| Task statement |
Every record is to be returned as written, with no omissions.

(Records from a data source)
^^^^
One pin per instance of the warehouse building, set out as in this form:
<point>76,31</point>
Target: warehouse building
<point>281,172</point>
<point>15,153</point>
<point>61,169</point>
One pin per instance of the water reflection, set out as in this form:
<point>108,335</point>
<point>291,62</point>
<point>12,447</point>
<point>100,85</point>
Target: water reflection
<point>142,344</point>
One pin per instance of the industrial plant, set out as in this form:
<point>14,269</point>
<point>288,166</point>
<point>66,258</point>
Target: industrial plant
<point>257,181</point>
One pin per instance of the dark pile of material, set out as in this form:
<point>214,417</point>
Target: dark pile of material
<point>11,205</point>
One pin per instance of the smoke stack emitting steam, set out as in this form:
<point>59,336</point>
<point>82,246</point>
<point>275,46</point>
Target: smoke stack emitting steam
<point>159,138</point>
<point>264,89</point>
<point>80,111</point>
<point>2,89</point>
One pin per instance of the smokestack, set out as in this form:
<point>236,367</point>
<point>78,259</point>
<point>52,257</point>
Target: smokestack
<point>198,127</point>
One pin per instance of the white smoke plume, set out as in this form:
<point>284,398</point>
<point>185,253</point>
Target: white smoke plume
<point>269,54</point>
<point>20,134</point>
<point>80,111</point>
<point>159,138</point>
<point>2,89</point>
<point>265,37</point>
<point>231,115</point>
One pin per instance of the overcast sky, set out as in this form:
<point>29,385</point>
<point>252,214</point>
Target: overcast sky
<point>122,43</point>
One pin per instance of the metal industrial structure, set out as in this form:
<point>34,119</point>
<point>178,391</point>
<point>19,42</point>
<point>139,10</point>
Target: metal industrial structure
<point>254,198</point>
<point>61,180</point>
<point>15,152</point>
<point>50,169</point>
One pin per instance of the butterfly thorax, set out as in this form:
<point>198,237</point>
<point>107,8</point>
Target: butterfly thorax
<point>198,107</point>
^^^^
| Answer space |
One pin per instance of the warehouse building, set out as in this form:
<point>76,31</point>
Target: warehouse building
<point>281,172</point>
<point>15,153</point>
<point>61,169</point>
One pin per instance of the water reflection, set out as in this form:
<point>108,335</point>
<point>291,62</point>
<point>12,447</point>
<point>100,85</point>
Target: water reflection
<point>142,344</point>
One pin per instance of the industrial plant, set out as in this form:
<point>14,269</point>
<point>288,166</point>
<point>66,258</point>
Target: industrial plant
<point>257,181</point>
One pin per instance of the dark pile of material, set out as in this form:
<point>214,417</point>
Target: dark pile of material
<point>11,205</point>
One pin per instance of the smoke stack emitting steam, set out as in this form:
<point>59,336</point>
<point>82,246</point>
<point>275,46</point>
Target: smoke stack emitting steam
<point>159,138</point>
<point>264,89</point>
<point>80,111</point>
<point>2,89</point>
One pin per instance of the smokestack, set out as in this form:
<point>236,367</point>
<point>78,259</point>
<point>52,257</point>
Target: smokestack
<point>198,127</point>
One pin per instance of the white smoke plume, set out as in this form:
<point>284,398</point>
<point>185,253</point>
Target: white smoke plume
<point>269,54</point>
<point>20,134</point>
<point>80,111</point>
<point>159,138</point>
<point>2,89</point>
<point>265,37</point>
<point>231,115</point>
One pin per instance of the overcast sky, set out as in this form:
<point>29,385</point>
<point>252,214</point>
Target: overcast sky
<point>122,43</point>
One pin per instance of the metal industrial structure, set out as in this form:
<point>34,119</point>
<point>178,391</point>
<point>19,42</point>
<point>139,10</point>
Target: metal industrial structure
<point>254,198</point>
<point>61,180</point>
<point>15,152</point>
<point>50,169</point>
One pin per instance of the butterfly thorax, set out as in this form:
<point>198,237</point>
<point>107,8</point>
Target: butterfly thorax
<point>198,107</point>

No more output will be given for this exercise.